Part of a data file
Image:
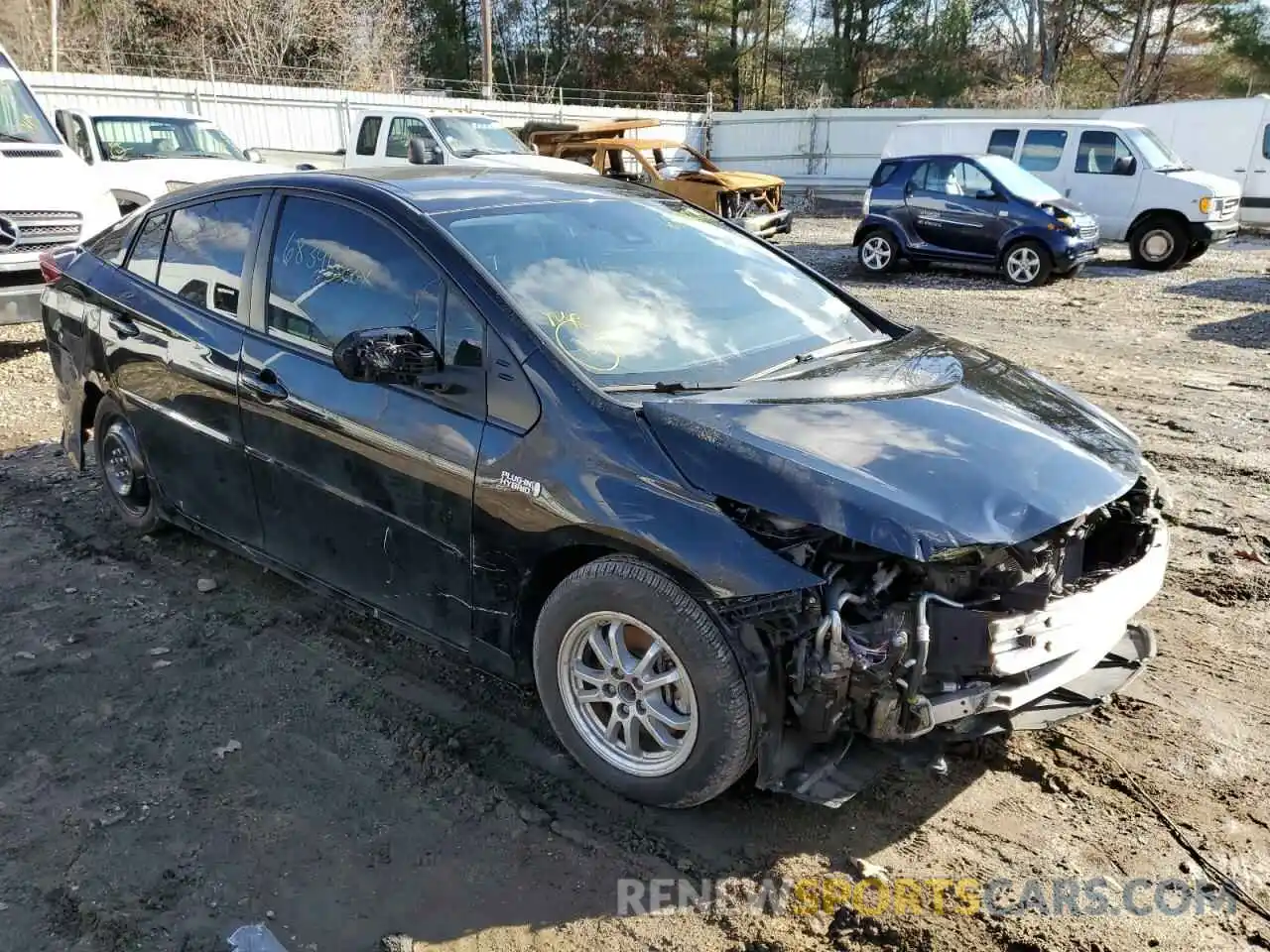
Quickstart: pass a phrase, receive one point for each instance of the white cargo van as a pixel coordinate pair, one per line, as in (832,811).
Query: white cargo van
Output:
(1227,136)
(384,136)
(1120,172)
(141,157)
(49,197)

## Given exercise
Reproduce all of the lines above without the pictures, multiplying every coordinate in the answers by 0.55 and rounding each result to a whole number, with halves rounded up.

## Solution below
Image:
Quickstart: pass a phrase, receive one point for each instance of the white cargo van as a pixel coordinate pair, one per line, as in (832,811).
Query: white cargo van
Output:
(675,75)
(211,75)
(616,95)
(78,86)
(27,108)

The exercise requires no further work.